**What the task requires:**
Output the lines below as a JSON list of strings, one string per line, with blank lines omitted.

|---|

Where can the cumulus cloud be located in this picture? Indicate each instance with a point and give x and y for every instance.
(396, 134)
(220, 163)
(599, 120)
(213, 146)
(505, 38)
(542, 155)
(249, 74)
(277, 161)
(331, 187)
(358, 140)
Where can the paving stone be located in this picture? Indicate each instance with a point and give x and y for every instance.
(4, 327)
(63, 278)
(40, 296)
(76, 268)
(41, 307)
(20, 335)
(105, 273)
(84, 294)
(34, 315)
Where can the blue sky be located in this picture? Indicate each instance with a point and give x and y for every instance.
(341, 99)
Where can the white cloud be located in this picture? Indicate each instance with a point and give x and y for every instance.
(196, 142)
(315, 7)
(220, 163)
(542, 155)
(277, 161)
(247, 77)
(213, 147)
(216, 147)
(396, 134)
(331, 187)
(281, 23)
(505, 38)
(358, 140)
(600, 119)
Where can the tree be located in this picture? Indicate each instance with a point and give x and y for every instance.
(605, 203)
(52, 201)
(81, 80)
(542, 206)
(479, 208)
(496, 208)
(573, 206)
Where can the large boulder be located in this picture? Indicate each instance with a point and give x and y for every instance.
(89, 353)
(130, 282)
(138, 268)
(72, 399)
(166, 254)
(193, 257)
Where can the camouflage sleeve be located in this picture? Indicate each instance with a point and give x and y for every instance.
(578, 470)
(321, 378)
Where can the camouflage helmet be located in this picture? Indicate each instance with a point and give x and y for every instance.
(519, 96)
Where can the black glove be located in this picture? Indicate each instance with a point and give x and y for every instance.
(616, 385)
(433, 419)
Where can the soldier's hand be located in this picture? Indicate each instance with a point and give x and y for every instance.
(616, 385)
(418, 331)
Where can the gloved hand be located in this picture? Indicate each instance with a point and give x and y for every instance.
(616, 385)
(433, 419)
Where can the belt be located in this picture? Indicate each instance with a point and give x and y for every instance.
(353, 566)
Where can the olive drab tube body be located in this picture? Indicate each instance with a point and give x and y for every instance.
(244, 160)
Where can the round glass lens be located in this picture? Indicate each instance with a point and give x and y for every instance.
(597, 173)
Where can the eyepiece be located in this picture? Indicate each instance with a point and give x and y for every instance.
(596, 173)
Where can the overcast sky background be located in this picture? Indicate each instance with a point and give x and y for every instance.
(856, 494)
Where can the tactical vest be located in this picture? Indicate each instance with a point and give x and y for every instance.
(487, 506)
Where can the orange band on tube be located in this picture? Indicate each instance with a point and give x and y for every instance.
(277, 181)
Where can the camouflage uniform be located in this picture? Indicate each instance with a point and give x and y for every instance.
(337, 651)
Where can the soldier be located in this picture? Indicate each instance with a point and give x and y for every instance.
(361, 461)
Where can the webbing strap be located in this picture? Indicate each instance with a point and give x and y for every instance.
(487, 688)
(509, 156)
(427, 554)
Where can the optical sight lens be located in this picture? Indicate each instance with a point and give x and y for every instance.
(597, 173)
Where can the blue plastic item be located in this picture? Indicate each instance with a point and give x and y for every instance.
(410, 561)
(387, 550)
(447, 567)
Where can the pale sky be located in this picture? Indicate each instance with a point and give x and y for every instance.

|---|

**Exercise output:**
[
  "Where can the cumulus cloud be located in this picture? Indicate each instance with a point and give x and y for every instance.",
  "(396, 134)",
  "(220, 163)",
  "(599, 120)",
  "(213, 146)",
  "(505, 38)",
  "(542, 155)",
  "(249, 74)",
  "(277, 161)",
  "(331, 187)",
  "(358, 140)",
  "Where can the paving stone be located in this picture? Indicate each instance with a point and give x and y for every instance.",
  "(4, 327)",
  "(63, 278)",
  "(40, 296)",
  "(76, 268)",
  "(41, 307)",
  "(20, 335)",
  "(105, 273)",
  "(84, 294)",
  "(34, 315)",
  "Where can the blue sky be located in this picture? Indicate each instance with a point and give x and y for every instance.",
  "(341, 99)",
  "Where can the white cloud be located in this picture? Indicate each instance with a point and give x and y for every instance.",
  "(196, 142)",
  "(315, 7)",
  "(220, 163)",
  "(542, 155)",
  "(277, 161)",
  "(247, 77)",
  "(213, 147)",
  "(216, 147)",
  "(396, 134)",
  "(331, 187)",
  "(281, 23)",
  "(505, 38)",
  "(358, 140)",
  "(600, 119)",
  "Where can the tree be located in this picture? Indicate each instance with a point and give x and y for every instance.",
  "(605, 203)",
  "(52, 201)",
  "(81, 80)",
  "(542, 206)",
  "(479, 208)",
  "(496, 208)",
  "(573, 206)",
  "Where can the large boulder be located in this picture? Indicate each instance with a point and give x and y for every instance.",
  "(89, 353)",
  "(130, 282)",
  "(138, 268)",
  "(72, 399)",
  "(166, 254)",
  "(193, 257)",
  "Where can the camouflage sleeve be located in this picture? Indicate each instance with a point and give x and y for every instance.",
  "(578, 470)",
  "(321, 378)",
  "Where can the camouflage helmet be located in this picture? Indicate each instance with a point and give x and y for every instance.",
  "(519, 96)",
  "Where can the black glove be located in this picture? Indicate each instance with a point and give x and y for every instance.",
  "(616, 385)",
  "(433, 419)",
  "Where can the soldier's hand be located in this picture? Indicate each instance with a point and give x and y for every instance.",
  "(616, 385)",
  "(418, 331)",
  "Where can the gloved hand be located in this picture? Indicate each instance with a point and give x and y for every instance.",
  "(616, 385)",
  "(433, 419)",
  "Where can the belt be located in this picture? Indicate each instance with a point and give x and y for every instance.",
  "(353, 566)",
  "Where can the olive drab tube body be located in this picture? Indicate each instance with a point and give x and y for every instance.",
  "(244, 160)",
  "Where can the round glass lens be located in this picture? Indicate each instance with a point and give x and y for every instance.",
  "(597, 173)",
  "Where can the eyepiece be located in this picture? Indicate each instance with a point and give x and y for every instance.",
  "(596, 173)",
  "Where can the overcast sky background be located in this picture? Indicate each instance with a point and give x and y for every instance.",
  "(856, 494)",
  "Where can the tactical vest be located in this picture? Indicate each instance with a point and give x and y for every instance.",
  "(487, 506)",
  "Where can the orange band on tube be located in this picture? Indicate each instance with a point and give x and y for every instance.",
  "(277, 181)",
  "Where can the camouflage uniform be located in this picture? Indicate each instance with a point and give x and y for every instance.",
  "(337, 651)",
  "Where can the soldier be located in this picture? Indicate each instance with a point and give x and y for every instance.",
  "(361, 461)",
  "Where can the webbing strap be located in this picture? Indicate each instance with a point and give x and y for every instance.",
  "(487, 688)",
  "(509, 156)",
  "(427, 554)",
  "Where can the optical sight lens be located in this picture? Indicate each instance with a point and give x and y for every instance.",
  "(597, 173)",
  "Where can the blue plastic item be located in this picture? Indicate each instance with a point and give x and y for every instance.",
  "(410, 561)",
  "(387, 550)",
  "(447, 567)",
  "Where can the pale sky be located in this picture? Indicate each instance with a point and give x and y for every instance."
]